● **What the task asks**:
Print all of the entries below word for word, leaving out the pictures.
┌─ Extracted records
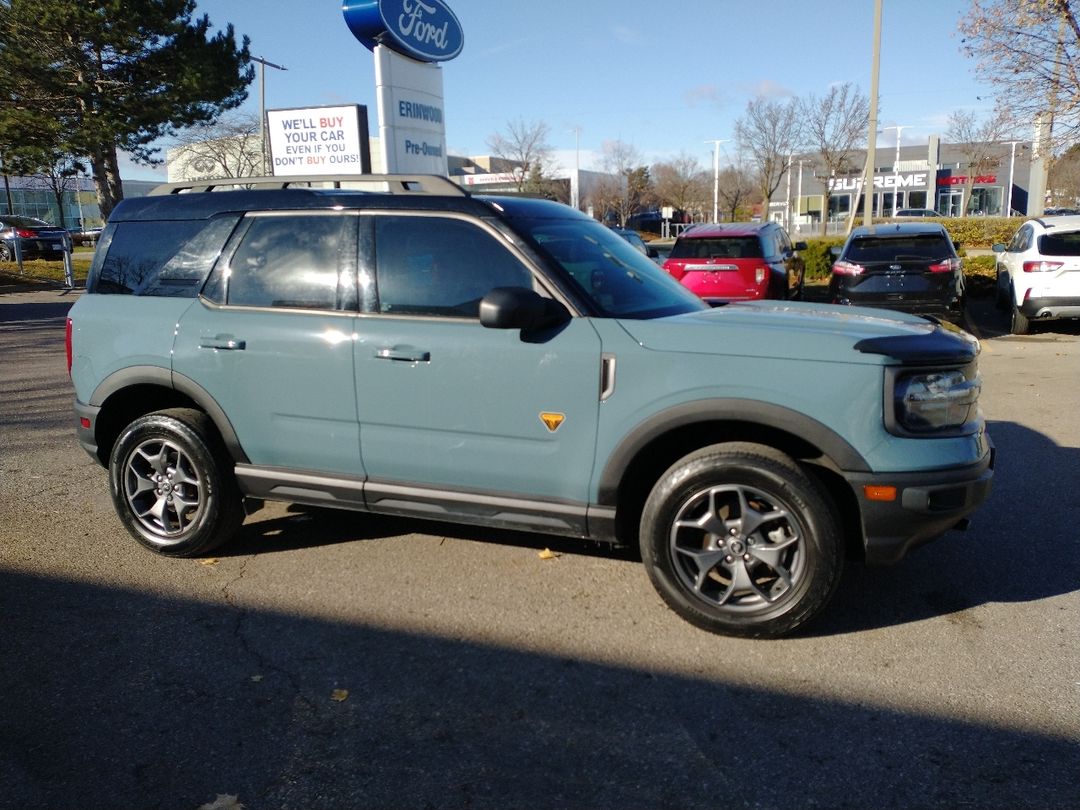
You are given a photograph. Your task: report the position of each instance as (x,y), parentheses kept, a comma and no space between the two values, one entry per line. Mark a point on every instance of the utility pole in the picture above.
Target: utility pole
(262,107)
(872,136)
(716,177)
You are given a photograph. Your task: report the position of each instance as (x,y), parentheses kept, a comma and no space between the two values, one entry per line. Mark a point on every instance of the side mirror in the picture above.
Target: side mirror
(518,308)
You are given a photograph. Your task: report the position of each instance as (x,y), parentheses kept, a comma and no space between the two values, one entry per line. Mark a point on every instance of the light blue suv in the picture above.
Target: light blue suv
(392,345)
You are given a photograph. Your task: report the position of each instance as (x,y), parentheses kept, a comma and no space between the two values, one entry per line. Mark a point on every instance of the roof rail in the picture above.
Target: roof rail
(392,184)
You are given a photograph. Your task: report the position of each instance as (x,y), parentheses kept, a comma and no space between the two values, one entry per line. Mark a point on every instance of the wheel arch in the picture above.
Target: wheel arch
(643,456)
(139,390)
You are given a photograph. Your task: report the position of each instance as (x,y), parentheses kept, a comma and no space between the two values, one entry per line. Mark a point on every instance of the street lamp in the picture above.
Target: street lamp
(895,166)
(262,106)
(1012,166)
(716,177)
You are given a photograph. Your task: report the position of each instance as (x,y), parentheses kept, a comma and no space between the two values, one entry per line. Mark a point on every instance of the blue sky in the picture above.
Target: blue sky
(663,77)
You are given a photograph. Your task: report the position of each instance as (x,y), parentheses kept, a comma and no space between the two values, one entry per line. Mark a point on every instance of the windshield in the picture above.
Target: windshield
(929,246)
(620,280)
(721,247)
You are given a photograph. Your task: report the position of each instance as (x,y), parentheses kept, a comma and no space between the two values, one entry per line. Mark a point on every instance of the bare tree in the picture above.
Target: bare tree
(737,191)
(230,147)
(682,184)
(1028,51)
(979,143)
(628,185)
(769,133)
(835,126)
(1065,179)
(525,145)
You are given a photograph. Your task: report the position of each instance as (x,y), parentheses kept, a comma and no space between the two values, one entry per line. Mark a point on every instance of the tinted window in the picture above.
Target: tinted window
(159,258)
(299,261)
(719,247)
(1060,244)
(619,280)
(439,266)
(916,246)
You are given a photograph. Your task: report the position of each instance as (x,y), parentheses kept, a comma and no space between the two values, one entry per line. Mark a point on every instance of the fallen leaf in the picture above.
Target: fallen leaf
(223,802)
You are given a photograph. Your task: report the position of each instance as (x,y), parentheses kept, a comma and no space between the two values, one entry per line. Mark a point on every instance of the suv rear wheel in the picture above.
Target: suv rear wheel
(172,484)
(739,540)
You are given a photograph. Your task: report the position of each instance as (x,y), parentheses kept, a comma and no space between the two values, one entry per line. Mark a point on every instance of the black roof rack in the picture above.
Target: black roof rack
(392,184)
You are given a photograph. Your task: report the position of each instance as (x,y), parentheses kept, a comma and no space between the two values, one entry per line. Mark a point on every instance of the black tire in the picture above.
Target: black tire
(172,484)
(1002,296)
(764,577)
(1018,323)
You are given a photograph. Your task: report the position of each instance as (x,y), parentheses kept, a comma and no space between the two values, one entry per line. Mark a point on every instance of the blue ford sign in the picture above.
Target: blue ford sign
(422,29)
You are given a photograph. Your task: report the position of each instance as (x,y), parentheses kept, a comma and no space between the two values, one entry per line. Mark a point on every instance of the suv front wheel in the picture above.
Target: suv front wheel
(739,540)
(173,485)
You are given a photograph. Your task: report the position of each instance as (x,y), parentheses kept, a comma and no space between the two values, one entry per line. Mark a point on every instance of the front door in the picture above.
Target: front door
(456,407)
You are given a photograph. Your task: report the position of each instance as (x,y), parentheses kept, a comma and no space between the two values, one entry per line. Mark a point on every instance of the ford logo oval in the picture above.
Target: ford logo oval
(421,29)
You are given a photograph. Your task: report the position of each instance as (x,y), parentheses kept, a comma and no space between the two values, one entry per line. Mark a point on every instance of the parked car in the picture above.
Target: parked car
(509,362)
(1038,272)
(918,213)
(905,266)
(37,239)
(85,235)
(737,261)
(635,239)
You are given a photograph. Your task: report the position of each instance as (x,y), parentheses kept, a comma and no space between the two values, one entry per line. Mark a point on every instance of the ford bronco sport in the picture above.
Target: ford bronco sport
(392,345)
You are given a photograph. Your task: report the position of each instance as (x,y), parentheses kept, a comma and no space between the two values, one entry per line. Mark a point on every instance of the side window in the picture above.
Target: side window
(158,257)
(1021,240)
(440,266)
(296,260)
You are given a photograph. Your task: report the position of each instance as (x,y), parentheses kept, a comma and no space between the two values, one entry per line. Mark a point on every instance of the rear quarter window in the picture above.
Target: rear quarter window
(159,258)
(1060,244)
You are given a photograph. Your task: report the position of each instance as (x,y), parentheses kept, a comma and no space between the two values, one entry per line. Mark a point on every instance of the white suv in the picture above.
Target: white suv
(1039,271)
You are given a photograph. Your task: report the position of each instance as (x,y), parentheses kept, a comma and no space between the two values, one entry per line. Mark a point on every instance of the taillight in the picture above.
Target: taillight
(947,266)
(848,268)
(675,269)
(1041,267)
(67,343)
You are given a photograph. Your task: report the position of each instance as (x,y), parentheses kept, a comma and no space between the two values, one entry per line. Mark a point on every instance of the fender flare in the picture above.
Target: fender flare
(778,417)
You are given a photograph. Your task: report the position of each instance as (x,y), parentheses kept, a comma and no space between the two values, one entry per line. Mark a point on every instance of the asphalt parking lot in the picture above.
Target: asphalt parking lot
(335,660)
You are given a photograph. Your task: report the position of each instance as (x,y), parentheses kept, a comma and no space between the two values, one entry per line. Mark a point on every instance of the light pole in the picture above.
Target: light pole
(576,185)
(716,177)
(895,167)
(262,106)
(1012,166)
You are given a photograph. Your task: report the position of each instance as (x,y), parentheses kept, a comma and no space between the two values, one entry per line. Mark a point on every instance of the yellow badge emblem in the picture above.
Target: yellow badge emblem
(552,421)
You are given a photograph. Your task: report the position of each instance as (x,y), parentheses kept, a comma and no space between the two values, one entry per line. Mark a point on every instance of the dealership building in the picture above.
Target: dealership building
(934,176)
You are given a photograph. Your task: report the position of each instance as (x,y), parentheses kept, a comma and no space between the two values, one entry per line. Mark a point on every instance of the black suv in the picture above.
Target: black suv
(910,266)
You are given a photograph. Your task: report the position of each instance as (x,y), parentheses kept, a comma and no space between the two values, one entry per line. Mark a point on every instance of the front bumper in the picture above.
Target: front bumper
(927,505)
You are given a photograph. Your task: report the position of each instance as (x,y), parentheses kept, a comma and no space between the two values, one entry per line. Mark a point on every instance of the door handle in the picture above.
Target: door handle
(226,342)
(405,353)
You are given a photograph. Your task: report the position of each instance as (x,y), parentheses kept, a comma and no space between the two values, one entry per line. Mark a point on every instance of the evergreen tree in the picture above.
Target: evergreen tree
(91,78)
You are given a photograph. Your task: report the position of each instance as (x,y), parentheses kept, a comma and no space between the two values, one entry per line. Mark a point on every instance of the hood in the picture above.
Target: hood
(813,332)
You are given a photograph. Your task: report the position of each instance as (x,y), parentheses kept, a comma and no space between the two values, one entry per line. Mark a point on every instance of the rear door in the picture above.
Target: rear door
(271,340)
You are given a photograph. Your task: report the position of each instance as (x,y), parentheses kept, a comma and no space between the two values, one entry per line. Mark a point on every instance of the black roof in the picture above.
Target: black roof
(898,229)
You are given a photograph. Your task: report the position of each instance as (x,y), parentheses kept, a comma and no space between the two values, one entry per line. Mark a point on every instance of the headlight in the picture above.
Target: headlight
└─
● **Answer for the task**:
You are given a photograph. Your task: report the position of each instance as (x,y), parentheses kept, a comma and no space between the two values, one entry per line. Mark a point on every instance of the utility pole in the picture above.
Target: utility pole
(262,107)
(872,136)
(716,177)
You are given a photograph. Your task: report the position of each instance as (x,y), parentheses kept, a comma and no space between the two values, one entry per line. Mark a point on every instance of the side mirror in the picture above.
Target: side mirror
(518,308)
You are given a photograph. Your task: report the position of each instance as (x,y), parentheses kept, a comma and no space between the two values, one entry per line. Mark a point on every instance of the light blue suv in the picture above.
Target: light blue suv
(392,345)
You are given a photograph. Your task: report the position of each instance as (x,y), parentheses kept, a comma and no space between the two values, one entry per line. Mark a point on every instance of the roof rail in the picture above.
Target: roof rail
(392,184)
You are given a photograph. Your task: report the position of each instance as (x,y), parentheses kept, a comma and no space between the two values, one entry per line. Mark a point on every instance of the wheel arch in the picture above.
Target: wheel arch
(643,456)
(139,390)
You are given a photograph. Your task: report the position of each instance as (x,y), parentheses kept, a comma and no space between the two values, one entry per line. Mark a point on every instance of the street lamp in the picture above.
Target: street lamp
(895,166)
(262,106)
(1012,166)
(716,177)
You are given a photograph. Your task: report the position of each instance as (x,y), parentheses kept, a comma and no space between the two values, one entry per line. Mark a point on every instance of the blue sky in the picture above.
Target: blue sky
(663,77)
You are given a photograph. Your task: report the position of each instance as (x,y), parentheses kept, a comma and no space between the two values, one entry per line. Mark a point on every instance of the windshield in the picture above.
Target: windshield
(929,246)
(620,280)
(721,247)
You are given a photograph. Your task: report the position of each instance as (x,y), parentheses kept, a comma and no space between the two values, one entry per line. Mark a point on every instance of the bare tree in the picture above.
Target: bare tree
(737,191)
(230,147)
(682,184)
(1028,51)
(979,143)
(628,185)
(769,133)
(835,126)
(1065,179)
(525,145)
You are given a photograph. Your task: report the position of each instance as (x,y), parentheses kept, a comma and no space between the two values, one entry per line. Mark a point on every instance of the tinted window in the picture above.
Target: tinted window
(159,258)
(299,261)
(719,247)
(1060,244)
(619,280)
(439,266)
(916,246)
You are given a photograph. Your task: report the position of each instance as (x,y), parentheses kept, a comma and no space between the two values, one entry per line. Mark a point on every instance of the fallen leaf in the picture above.
Target: fallen leaf
(223,802)
You are given a photograph. Your task: report the position of each instance as (x,y), parentheses kept, a comma and no space between the two values, one entry per line. Mark a point on every instance of the suv rear wheel in the picture above.
Target: suv rear wheel
(172,484)
(739,540)
You are given a photograph. Your task: report the position of each instance as (x,y), parentheses kept, a comma and no space between the two values, one entry per line. Mark a point on every instance of the black roof rack in the picture above.
Target: black roof rack
(392,184)
You are given a photograph. Your task: report the position of each instance as (x,y), parentheses kept, a comma and no space between the two values, one entry per line. Mark a point on every instance of the black tire in the picture above.
Target: black tire
(172,484)
(1002,296)
(764,577)
(1018,323)
You are given a photograph. Your task: report the position of each instance as (x,y), parentheses kept, a comma and no space between the two values, one entry per line. Mark a point on every instance of the blue ford sign in the picture above.
Target: blue ford sign
(422,29)
You are given a photograph. Your task: report the position of each instance as (x,y), parentheses kept, a comma and no space between the two values, one entry per line. Mark a point on every instance of the suv front wheel in the picture above.
Target: suv front wheel
(739,540)
(173,485)
You are given a photograph. Your task: report the position of each instance as (x,y), parentheses kept, a comma and no space between the two values, one entry per line. Mark a point on every instance of the front door in the picture above.
Target: front door
(456,407)
You are given a photograph. Your task: report the position of each instance as (x,y), parentheses kept, a comma and no space between the two values, one entry per line. Mark a point on every instance of the ford logo oval in the picture above.
Target: ford logo oval
(421,29)
You are given a photograph. Your task: report the position of each instance as (x,y), parentheses kept, a comma and no space between the two values, one entry per line. Mark a point on every instance of the parked car in the picture above.
Target: parked car
(509,362)
(1038,272)
(918,213)
(905,266)
(37,239)
(85,235)
(737,261)
(635,239)
You are given a photograph. Your task: report the position of each instance as (x,y), parentheses kept, a comma and no space between the two values, one entry per line. Mark a point on every instance of the ford bronco sport in the picture above.
Target: ford bronco sport
(392,345)
You are given a photograph. Your task: report the position of each instance as (x,y), parentheses kept, a comma and no space between the two values, one entry per line. Mark a point on every instance of the side window in the picture above.
Target: side window
(158,257)
(1021,240)
(440,266)
(296,260)
You are given a photograph. Your task: report the position of each instance as (x,y), parentheses kept, a comma and no space between the two values, one entry per line. Mark a point on every instance of the rear quarter window in the picture above.
Target: rear quarter window
(159,258)
(1060,244)
You are given a photograph. Your task: report the position of each instance as (x,y), parentheses kept, a comma and no space between the two values, one entry per line. Mark a point on every instance of the white suv in the picture above.
Target: white suv
(1039,271)
You are given a photograph. Your task: report the position of each instance as (x,y), parentheses kept, a comma and no space between the two values, one entry per line. Mark a point on every instance of the taillight in the picture above.
Target: taillight
(947,266)
(848,268)
(675,269)
(1041,267)
(67,343)
You are given a photograph. Your task: report the position of each instance as (x,y), parentheses kept, a comma and no space between the two values, one entry per line. Mark a point on every instance of the fender flare in the picture above.
Target: fender flare
(778,417)
You are given a photograph. Your task: report the position of each instance as (x,y), parentheses kept, a comma and no space between the two values, one entry per line. Mark a point on every instance of the asphalt parking lot in the picture above.
Target: asphalt parking lot
(335,660)
You are given a photograph. Your task: report the position of each instance as (x,y), parentheses kept, a comma and no space between the two values, one entry per line. Mark a point on every instance of the light pole in the picture above.
Target: light pole
(576,185)
(716,177)
(895,167)
(262,106)
(1012,166)
You are given a photograph. Your task: report the position of each instance as (x,y), parentheses kept, a comma and no space between the two values, one entry per line. Mark a point on every instance of the yellow badge emblem in the picture above.
Target: yellow badge emblem
(552,421)
You are given a photograph. Your task: report the position of each instance as (x,y), parentheses kept, a comma and no space between the two values, one entry per line. Mark a point on every instance of the dealership building in the picture above.
Target: dealership building
(934,176)
You are given a photograph. Your task: report the position of each instance as (x,y), parentheses kept, a comma and no space between the two values, one entry per line. Mark a point on every instance of the black suv in the picture above.
Target: black suv
(910,266)
You are given a photograph. Your task: report the position of each instance as (x,y), parentheses kept, a comma and no space between the two values, one entry per line. Mark a point on every instance of the front bumper in the picture above.
Target: front bumper
(927,505)
You are given a photograph. Your task: report the position of each instance as (x,y), parentheses kept, a comma and no space between the two values, one entry per line. Mark a point on every instance of the door handle in the picture above.
Target: door handle
(226,342)
(405,353)
You are given a photograph. Your task: report the position of each instance as (x,y), parentheses kept, a comma and no space between the two values, one entry per line. Mark a point on every instance of the evergreen tree in the picture above.
Target: evergreen tree
(91,78)
You are given a photograph. Your task: report the position of each instance as (x,y), parentheses kept, a comma and no space between the two values, one entry per line. Mark a point on every instance of the hood in the picture above.
Target: hood
(813,332)
You are given a photograph. Your task: report the position of each instance as (x,y), parentheses kept, a comma and no space between the two values, one entry per line. Mark a point on every instance of the rear door in the picture above.
Target: rear door
(271,340)
You are given a photograph. Your task: report the position of each instance as (x,y), parentheses kept, a comma and no space between the two values, one entry per line. Mark a point on every instance of the black roof in the picture above.
Target: black roof
(898,229)
You are given a photograph. Your task: report the position of each instance as (x,y), parentheses kept, a comma and no space between the two values, one entry per line. Mark a point on every instance of the headlight in the picture above.
Target: headlight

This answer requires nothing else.